*Задания*:
1 – Кто написал предисловие к сборнику, о котором идет речь в тексте о книге воспоминаний о Давиде Самойлове?
2 – Определите, согласуются ли с текстом о книге воспоминаний о Давиде Самойлове следующие утверждения. Каждый ответ подтвердите точной цитатой. (а) Самойлов умер в Таллинне, где вел вечер в честь 100-летия Пастернака. (б) Предисловие к сборнику написал Семен Лунгин. (в) Воспоминания составителей в книгу не вошли.
3 – Продолжите текст о книге воспоминаний о Давиде Самойлове, начиная сразу после его последнего предложения.
== Фрагмент текста ==
“Тебя мне память возвратила...» Книга воспоминаний о Давиде Самойлове.[1]
Давид Самойлов умер 23 февраля 1990 года в Таллинне, где он вел вечер в честь 100-летия Пастернака. Умер в 70 лет, как и Борис Леонидович, - «возраст смертный», по слову Галича. Александр Городницкий, один из авторов книги, о которой пишу, в стихах сравнил смерть Самойлова со смертью Сирано, Гамлета, Мольера... Если первые двое персонажи литературные, то Мольер, реальный человек, актер и комедиограф, ушедший из жизни во время спектакля по своей пьесе.
Другой мемуарист, Семен Лунгин, написал, что Самойлов умер как праведник. И действительно, он ушел легко, придя на минуту в сознание, сказал: «Ребята, не волнуйтесь, все в порядке!»[2] Прошло 33 года. И вот я читаю книгу воспоминаний, написанных, по большей части, ныне живущими друзьями и близкими поэта, теми, кто в разные периоды жизни Давида Самойлова (литературный псевдоним Давида Самуиловича Кауфмана) был рядом с ним. Всего 23 автора. Вот некоторые из них: артисты Михаил Козаков и Вениамин Смехов, поэты Евгений Евтушенко, Тамара Жирмунская, Олег Хлебников и Игорь Губерман, поэты-барды Александр Городницкий и Анатолий Ким, а также критики, писатели, друзья детства, юности и зрелости... Составили этот прекрасно оформленный сборник, снабженный сведениями обо всех авторах, а также комментариями и отсылками к текстам, сын Самойлова от первого брака Александр Давыдов со своим одноклассником и другом Геннадием Евграфовым, бывшим одно время секретарем поэта. Воспоминания обоих составителей также входят в книгу. Предисловие к сборнику написал известный критик Андрей Немзер.
===
== Исходные данные ==
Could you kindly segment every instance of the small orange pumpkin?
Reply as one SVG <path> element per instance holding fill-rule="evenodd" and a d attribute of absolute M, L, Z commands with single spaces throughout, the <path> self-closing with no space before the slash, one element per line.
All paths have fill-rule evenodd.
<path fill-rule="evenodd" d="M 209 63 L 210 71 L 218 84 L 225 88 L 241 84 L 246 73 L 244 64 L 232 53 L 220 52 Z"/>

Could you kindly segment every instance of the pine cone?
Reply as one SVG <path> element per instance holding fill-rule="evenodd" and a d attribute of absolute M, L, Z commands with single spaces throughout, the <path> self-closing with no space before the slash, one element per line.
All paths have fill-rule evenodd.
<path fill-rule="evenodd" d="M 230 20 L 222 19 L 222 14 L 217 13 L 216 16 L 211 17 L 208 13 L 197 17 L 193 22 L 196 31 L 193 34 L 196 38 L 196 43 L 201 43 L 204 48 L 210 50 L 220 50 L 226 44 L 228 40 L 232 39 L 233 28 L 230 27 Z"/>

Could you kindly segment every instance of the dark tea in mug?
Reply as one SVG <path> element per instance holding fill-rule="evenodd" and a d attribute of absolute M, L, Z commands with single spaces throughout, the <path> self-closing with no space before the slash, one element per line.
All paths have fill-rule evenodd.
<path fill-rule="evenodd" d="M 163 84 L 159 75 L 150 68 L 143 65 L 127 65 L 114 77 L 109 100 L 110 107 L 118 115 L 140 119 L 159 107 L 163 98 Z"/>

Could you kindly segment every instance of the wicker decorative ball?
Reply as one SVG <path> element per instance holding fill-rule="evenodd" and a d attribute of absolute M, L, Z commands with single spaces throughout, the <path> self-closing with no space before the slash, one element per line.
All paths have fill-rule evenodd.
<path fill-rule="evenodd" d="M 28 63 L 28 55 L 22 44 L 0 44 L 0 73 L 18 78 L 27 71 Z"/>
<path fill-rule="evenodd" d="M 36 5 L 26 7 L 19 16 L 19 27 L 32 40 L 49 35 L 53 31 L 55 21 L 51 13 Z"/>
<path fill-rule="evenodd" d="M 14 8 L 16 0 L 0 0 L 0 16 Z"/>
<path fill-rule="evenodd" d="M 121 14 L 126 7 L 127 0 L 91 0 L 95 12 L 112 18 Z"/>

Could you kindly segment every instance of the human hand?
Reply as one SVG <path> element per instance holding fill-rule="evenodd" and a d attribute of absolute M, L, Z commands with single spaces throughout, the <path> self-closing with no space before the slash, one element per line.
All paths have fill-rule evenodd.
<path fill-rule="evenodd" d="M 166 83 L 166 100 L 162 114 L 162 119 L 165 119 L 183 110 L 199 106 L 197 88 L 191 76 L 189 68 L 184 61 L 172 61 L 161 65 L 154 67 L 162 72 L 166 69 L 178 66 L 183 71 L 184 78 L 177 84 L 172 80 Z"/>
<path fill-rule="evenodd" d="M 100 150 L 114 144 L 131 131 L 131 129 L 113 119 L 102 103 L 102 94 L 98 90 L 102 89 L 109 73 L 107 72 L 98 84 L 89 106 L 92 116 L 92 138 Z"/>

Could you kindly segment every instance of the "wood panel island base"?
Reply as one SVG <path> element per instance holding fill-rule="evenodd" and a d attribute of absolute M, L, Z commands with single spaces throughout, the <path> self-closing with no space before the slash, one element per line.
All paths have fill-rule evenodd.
===
*Ответы по порядку*:
1 – Известный критик Андрей Немзер.

2 –
(а) Да: «Давид Самойлов умер 23 февраля 1990 года в Таллинне, где он вел вечер в честь 100-летия Пастернака».
(б) Нет: «Предисловие к сборнику написал известный критик Андрей Немзер».
(в) Нет: «Воспоминания обоих составителей также входят в книгу».

3 –
Читала эти тексты один за другим, ничего не пропуская, все 23. Хотелось услышать «разные голоса» и, возможно, разные оценки, сравнить с тем образом поэта, который сложился у меня за годы знакомства с его стихами и поэмами. И что же? В общем при всей «разности» и непохожести мемуаристов, при всех выделяемых каждым особенностях, чертах и черточках личности Давида Самойлова, образ сложился цельный и гармоничный. Почти у всех встечались слова о «солнечности», «жизнерадостности», о нескончаемом юморе и «смеющихся глазах», об искрящейся легкости стиха, как обозначил его поэтический почерк Евгений Евтушенко. В воспоминаниях Евтушенко встретилось и такое: «Он единственный написал о Пушкине так, будто тот был его всегдашним собутыльником». «Пушкинские корни» поэзии Давида Самойлова, его приверженность пушкинской теме отмечают многие. Еще один аспект этой «схожести» с Пушкиным встретился мне в мемуаре сына поэта, Александра Давыдова: «... отношения к женщинам и с женщинами – основы отцовской жизни». Легкость и солнечность, гармония и юмор – и все это при том, что поэт, «маменькин сынок»[3], ифлиец, добровольцем пошел на фронт, был рядовым, потом служил в разведке, перенес тяжелое ранение, полгода провел в госпиталях, закончил войну в Берлине, одним словом, прошел, как написал Михаил Козаков, «через 9 кругов ада»...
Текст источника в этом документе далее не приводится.